==== Provided material ====
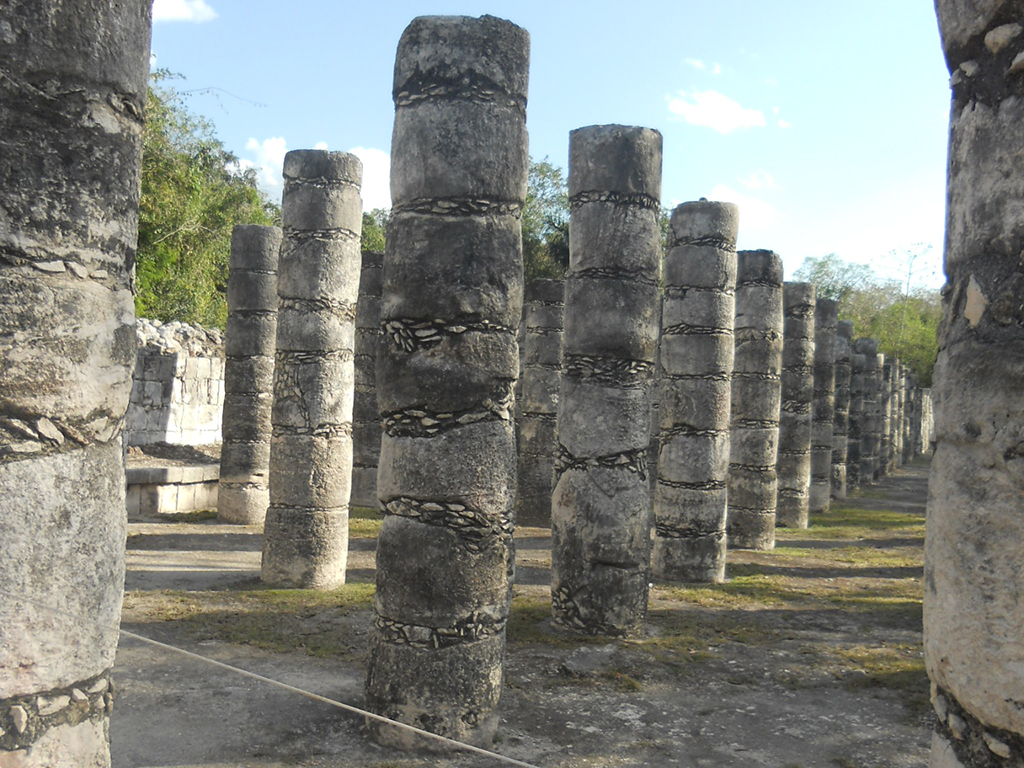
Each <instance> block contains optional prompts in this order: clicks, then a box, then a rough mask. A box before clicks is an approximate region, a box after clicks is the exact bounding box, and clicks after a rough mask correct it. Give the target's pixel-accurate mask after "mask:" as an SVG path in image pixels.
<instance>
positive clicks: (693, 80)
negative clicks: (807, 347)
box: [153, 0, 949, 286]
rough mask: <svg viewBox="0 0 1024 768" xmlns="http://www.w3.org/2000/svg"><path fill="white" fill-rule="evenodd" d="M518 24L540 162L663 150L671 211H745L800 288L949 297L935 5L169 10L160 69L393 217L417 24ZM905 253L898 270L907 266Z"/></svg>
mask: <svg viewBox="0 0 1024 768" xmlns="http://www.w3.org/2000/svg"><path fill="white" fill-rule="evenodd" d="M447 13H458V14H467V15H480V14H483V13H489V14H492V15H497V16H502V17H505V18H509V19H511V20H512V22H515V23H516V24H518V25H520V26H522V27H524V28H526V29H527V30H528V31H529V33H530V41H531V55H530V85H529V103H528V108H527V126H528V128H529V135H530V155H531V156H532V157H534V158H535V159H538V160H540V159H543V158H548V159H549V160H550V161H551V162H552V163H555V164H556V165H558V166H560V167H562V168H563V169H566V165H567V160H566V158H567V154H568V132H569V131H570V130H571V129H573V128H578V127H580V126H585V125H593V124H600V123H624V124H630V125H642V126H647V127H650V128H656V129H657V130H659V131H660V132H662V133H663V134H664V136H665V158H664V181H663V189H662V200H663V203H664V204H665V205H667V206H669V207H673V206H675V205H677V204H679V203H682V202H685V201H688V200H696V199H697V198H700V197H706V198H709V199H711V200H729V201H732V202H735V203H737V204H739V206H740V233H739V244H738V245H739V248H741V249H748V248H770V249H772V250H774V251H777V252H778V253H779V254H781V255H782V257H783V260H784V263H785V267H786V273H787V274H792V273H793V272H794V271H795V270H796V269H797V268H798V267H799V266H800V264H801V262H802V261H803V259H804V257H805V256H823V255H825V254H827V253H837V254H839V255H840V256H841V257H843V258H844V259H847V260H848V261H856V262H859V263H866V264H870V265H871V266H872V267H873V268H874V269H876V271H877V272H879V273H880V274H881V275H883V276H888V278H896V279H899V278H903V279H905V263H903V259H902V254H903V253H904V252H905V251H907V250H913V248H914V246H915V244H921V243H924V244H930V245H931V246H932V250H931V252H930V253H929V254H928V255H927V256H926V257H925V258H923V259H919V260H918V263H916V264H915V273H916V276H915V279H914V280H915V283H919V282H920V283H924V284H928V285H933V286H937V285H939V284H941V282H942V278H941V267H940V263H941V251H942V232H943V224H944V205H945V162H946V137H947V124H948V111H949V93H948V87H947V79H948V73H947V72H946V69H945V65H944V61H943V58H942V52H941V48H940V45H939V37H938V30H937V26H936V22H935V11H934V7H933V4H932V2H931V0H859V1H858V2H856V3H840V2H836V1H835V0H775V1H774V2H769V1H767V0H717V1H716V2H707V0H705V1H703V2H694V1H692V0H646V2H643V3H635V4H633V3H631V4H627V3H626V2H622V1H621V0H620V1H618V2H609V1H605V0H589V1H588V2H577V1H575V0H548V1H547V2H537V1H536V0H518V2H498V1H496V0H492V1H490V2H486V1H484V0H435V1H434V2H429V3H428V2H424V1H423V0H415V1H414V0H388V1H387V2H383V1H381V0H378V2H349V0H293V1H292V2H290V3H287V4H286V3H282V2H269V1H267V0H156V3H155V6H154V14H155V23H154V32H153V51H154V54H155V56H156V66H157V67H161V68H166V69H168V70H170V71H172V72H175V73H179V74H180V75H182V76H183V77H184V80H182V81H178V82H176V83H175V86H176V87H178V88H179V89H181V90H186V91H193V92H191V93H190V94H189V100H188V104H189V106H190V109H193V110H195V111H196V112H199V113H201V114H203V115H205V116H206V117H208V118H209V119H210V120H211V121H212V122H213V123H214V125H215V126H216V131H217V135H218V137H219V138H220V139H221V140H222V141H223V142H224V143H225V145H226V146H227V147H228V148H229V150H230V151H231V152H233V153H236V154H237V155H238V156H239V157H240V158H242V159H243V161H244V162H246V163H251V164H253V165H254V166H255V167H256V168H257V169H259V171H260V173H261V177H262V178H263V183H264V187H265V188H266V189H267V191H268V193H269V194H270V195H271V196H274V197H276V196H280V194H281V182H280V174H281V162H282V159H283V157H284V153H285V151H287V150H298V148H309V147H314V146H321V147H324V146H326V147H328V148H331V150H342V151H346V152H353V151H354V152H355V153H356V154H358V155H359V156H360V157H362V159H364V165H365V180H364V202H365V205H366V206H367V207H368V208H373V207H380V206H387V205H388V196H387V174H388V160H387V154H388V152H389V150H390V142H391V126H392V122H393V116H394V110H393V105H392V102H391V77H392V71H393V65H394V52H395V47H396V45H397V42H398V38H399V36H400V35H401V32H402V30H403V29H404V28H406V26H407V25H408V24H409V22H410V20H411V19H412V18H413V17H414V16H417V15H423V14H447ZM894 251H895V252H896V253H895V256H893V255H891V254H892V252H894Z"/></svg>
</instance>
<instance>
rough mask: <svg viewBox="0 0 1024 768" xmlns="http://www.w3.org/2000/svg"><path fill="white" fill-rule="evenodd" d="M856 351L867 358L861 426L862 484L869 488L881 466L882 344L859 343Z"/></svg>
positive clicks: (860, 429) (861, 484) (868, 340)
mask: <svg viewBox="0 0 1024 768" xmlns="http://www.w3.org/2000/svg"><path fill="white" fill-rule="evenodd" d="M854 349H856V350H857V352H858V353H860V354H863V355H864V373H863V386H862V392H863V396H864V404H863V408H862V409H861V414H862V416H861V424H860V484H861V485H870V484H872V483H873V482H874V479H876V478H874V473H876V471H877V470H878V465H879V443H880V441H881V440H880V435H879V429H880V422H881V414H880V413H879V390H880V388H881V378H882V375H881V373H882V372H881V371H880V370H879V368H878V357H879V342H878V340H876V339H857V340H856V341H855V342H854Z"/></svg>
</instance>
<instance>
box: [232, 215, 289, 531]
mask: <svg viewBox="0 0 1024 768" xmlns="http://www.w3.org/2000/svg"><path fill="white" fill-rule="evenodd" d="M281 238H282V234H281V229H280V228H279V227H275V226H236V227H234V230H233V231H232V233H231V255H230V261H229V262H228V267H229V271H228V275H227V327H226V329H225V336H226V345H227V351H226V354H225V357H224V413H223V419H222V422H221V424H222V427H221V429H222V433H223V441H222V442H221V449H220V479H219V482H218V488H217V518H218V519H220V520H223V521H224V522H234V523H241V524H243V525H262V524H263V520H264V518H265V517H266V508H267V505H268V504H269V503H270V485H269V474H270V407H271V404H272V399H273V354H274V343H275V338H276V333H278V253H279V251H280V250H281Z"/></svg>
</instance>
====
| What to produce |
Say again, exactly, only those lines of the records that run from the start through the line with "box: [153, 0, 949, 286]". Pictures are to be skipped.

| Answer below |
Each <instance> block contains optional prompts in this order: clicks, then a box, then a rough mask. A box before clicks is an approximate region, a box after clicks is the exact bounding box, and clicks after a rough mask correct it. Give the target's pixel-accurate mask after "mask:" as an SVG path in image pixels.
<instance>
positive clicks: (693, 80)
negative clicks: (807, 347)
box: [153, 0, 949, 286]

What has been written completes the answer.